» YOUR TASK:
The data must be returned exactly. No line may be left out.

(INPUT MATERIAL begins)

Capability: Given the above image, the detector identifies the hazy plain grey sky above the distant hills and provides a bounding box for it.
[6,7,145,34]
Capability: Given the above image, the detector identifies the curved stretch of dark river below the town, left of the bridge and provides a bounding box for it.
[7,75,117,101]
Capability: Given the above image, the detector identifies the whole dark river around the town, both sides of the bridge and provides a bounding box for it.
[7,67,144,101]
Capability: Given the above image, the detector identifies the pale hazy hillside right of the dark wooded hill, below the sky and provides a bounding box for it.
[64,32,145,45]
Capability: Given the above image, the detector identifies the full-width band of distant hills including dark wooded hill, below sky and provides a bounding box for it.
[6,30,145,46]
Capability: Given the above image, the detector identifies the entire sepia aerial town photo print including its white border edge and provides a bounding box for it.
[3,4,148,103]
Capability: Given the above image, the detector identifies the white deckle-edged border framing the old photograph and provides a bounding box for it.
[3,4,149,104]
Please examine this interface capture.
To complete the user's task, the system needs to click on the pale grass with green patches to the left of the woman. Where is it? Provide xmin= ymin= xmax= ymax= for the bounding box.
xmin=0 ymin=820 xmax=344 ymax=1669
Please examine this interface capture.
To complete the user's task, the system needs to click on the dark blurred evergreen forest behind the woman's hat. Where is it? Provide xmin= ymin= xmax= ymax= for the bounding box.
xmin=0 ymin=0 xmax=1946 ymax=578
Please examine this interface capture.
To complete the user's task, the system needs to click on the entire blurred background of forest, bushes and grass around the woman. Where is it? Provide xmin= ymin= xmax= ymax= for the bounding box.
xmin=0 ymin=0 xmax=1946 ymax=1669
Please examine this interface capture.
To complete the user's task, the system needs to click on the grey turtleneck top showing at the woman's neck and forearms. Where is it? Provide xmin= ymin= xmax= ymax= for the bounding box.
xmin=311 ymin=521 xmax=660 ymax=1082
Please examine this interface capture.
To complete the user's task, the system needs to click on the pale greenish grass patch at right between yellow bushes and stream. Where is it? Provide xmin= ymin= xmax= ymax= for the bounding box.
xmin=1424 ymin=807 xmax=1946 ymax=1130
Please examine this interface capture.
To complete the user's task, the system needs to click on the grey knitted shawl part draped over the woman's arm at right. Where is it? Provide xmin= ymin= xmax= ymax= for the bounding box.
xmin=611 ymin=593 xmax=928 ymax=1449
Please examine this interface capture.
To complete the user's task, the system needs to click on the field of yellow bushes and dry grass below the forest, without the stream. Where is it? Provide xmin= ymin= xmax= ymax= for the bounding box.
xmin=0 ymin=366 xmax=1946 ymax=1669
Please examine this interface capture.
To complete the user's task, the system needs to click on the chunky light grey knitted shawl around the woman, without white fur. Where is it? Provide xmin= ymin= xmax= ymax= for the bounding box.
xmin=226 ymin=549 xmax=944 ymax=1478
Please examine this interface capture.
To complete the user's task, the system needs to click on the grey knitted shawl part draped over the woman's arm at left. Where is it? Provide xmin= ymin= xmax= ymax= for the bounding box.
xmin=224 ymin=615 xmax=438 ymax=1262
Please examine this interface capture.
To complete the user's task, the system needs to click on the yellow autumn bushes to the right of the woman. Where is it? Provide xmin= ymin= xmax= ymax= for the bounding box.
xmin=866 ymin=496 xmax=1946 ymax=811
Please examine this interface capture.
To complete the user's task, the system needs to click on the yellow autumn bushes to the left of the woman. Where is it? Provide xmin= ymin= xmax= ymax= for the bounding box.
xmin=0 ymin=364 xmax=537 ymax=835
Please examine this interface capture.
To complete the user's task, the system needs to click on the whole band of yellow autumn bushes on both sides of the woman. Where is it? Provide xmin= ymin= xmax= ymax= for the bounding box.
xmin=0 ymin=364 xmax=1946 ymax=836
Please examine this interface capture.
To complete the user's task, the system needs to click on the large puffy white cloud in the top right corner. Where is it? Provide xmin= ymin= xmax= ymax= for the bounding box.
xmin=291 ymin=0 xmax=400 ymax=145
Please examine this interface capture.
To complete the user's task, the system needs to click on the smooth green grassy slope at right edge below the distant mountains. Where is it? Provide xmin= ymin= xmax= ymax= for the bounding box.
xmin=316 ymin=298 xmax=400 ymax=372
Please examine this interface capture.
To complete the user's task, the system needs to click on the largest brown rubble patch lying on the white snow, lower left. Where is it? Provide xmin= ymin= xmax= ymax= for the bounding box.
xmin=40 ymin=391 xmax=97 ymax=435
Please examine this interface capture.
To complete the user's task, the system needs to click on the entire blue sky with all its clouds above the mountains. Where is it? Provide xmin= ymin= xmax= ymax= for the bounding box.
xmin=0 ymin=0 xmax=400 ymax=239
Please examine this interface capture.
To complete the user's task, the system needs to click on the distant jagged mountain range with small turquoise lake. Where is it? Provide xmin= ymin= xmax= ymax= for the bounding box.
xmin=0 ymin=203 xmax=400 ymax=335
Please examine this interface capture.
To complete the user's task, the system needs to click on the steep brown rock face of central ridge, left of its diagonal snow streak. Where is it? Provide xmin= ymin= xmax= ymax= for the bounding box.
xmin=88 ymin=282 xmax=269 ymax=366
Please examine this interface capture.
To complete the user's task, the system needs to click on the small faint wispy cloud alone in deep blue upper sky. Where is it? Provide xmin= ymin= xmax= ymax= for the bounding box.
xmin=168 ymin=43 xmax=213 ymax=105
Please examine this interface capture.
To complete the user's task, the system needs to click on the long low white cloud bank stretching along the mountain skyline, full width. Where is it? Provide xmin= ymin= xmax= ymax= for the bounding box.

(INPUT MATERIAL ends)

» THE ANSWER:
Capability: Given the above image, the detector identifies the hazy plain grey sky above the distant hills and provides a bounding box for it.
[6,7,145,34]
Capability: Given the above image, the detector identifies the curved stretch of dark river below the town, left of the bridge and provides a bounding box for it.
[7,75,117,101]
Capability: Given the above image, the detector identifies the whole dark river around the town, both sides of the bridge and provides a bounding box for it.
[7,67,144,101]
Capability: Given the above image, the detector identifies the pale hazy hillside right of the dark wooded hill, below the sky and provides a bounding box for it.
[64,32,145,45]
Capability: Given the above image, the detector identifies the full-width band of distant hills including dark wooded hill, below sky and provides a bounding box for it.
[6,30,145,46]
Capability: Given the above image, the detector identifies the entire sepia aerial town photo print including its white border edge and provides a bounding box for it.
[3,4,148,103]
Capability: Given the above image, the detector identifies the white deckle-edged border framing the old photograph and provides a bounding box for it.
[3,4,149,104]
Please examine this interface capture.
To complete the user's task, the system needs to click on the pale grass with green patches to the left of the woman. Where is it? Provide xmin= ymin= xmax= ymax= for the bounding box.
xmin=0 ymin=820 xmax=344 ymax=1669
Please examine this interface capture.
To complete the user's task, the system needs to click on the dark blurred evergreen forest behind the woman's hat. Where is it? Provide xmin= ymin= xmax= ymax= for the bounding box.
xmin=0 ymin=0 xmax=1946 ymax=578
Please examine this interface capture.
To complete the user's task, the system needs to click on the entire blurred background of forest, bushes and grass around the woman. Where is it? Provide xmin= ymin= xmax= ymax= for the bounding box.
xmin=0 ymin=0 xmax=1946 ymax=1669
Please examine this interface capture.
To complete the user's task, the system needs to click on the grey turtleneck top showing at the woman's neck and forearms. Where is it? Provide xmin= ymin= xmax= ymax= for the bounding box.
xmin=311 ymin=521 xmax=660 ymax=1082
Please examine this interface capture.
To complete the user's task, the system needs to click on the pale greenish grass patch at right between yellow bushes and stream. Where is it? Provide xmin= ymin= xmax= ymax= for the bounding box.
xmin=1424 ymin=807 xmax=1946 ymax=1130
Please examine this interface capture.
To complete the user's task, the system needs to click on the grey knitted shawl part draped over the woman's arm at right. Where is it? Provide xmin= ymin= xmax= ymax= for the bounding box.
xmin=611 ymin=593 xmax=928 ymax=1449
Please examine this interface capture.
To complete the user's task, the system needs to click on the field of yellow bushes and dry grass below the forest, without the stream. Where is it? Provide xmin= ymin= xmax= ymax= for the bounding box.
xmin=0 ymin=366 xmax=1946 ymax=1669
Please examine this interface capture.
To complete the user's task, the system needs to click on the chunky light grey knitted shawl around the woman, without white fur. Where is it? Provide xmin= ymin= xmax= ymax= for the bounding box.
xmin=226 ymin=549 xmax=944 ymax=1478
Please examine this interface capture.
To complete the user's task, the system needs to click on the grey knitted shawl part draped over the woman's arm at left. Where is it? Provide xmin= ymin= xmax= ymax= for the bounding box.
xmin=224 ymin=615 xmax=438 ymax=1262
Please examine this interface capture.
To complete the user's task, the system needs to click on the yellow autumn bushes to the right of the woman. Where is it? Provide xmin= ymin= xmax= ymax= for the bounding box.
xmin=866 ymin=496 xmax=1946 ymax=811
Please examine this interface capture.
To complete the user's task, the system needs to click on the yellow autumn bushes to the left of the woman. Where is it? Provide xmin= ymin= xmax= ymax= for the bounding box.
xmin=0 ymin=364 xmax=537 ymax=835
Please examine this interface capture.
To complete the user's task, the system needs to click on the whole band of yellow autumn bushes on both sides of the woman. Where is it? Provide xmin= ymin= xmax= ymax= for the bounding box.
xmin=0 ymin=364 xmax=1946 ymax=836
Please examine this interface capture.
To complete the user's task, the system needs to click on the large puffy white cloud in the top right corner. Where is it? Provide xmin= ymin= xmax= ymax= for the bounding box.
xmin=291 ymin=0 xmax=400 ymax=145
Please examine this interface capture.
To complete the user's task, the system needs to click on the smooth green grassy slope at right edge below the distant mountains. Where is it? Provide xmin= ymin= xmax= ymax= for the bounding box.
xmin=316 ymin=298 xmax=400 ymax=372
Please examine this interface capture.
To complete the user's task, the system needs to click on the largest brown rubble patch lying on the white snow, lower left. Where is it? Provide xmin= ymin= xmax= ymax= for the bounding box.
xmin=40 ymin=391 xmax=97 ymax=435
Please examine this interface capture.
To complete the user's task, the system needs to click on the entire blue sky with all its clouds above the mountains. Where is it? Provide xmin= ymin= xmax= ymax= for the bounding box.
xmin=0 ymin=0 xmax=400 ymax=239
Please examine this interface capture.
To complete the user's task, the system needs to click on the distant jagged mountain range with small turquoise lake. Where is it? Provide xmin= ymin= xmax= ymax= for the bounding box.
xmin=0 ymin=203 xmax=400 ymax=335
Please examine this interface capture.
To complete the user's task, the system needs to click on the steep brown rock face of central ridge, left of its diagonal snow streak. Where is it? Provide xmin= ymin= xmax= ymax= for the bounding box.
xmin=88 ymin=282 xmax=269 ymax=366
Please examine this interface capture.
To complete the user's task, the system needs to click on the small faint wispy cloud alone in deep blue upper sky. Where is it? Provide xmin= ymin= xmax= ymax= for the bounding box.
xmin=168 ymin=43 xmax=213 ymax=105
Please examine this interface capture.
To complete the user's task, the system needs to click on the long low white cloud bank stretching along the mountain skyline, full width. Where is it? Provide xmin= ymin= xmax= ymax= for the bounding box.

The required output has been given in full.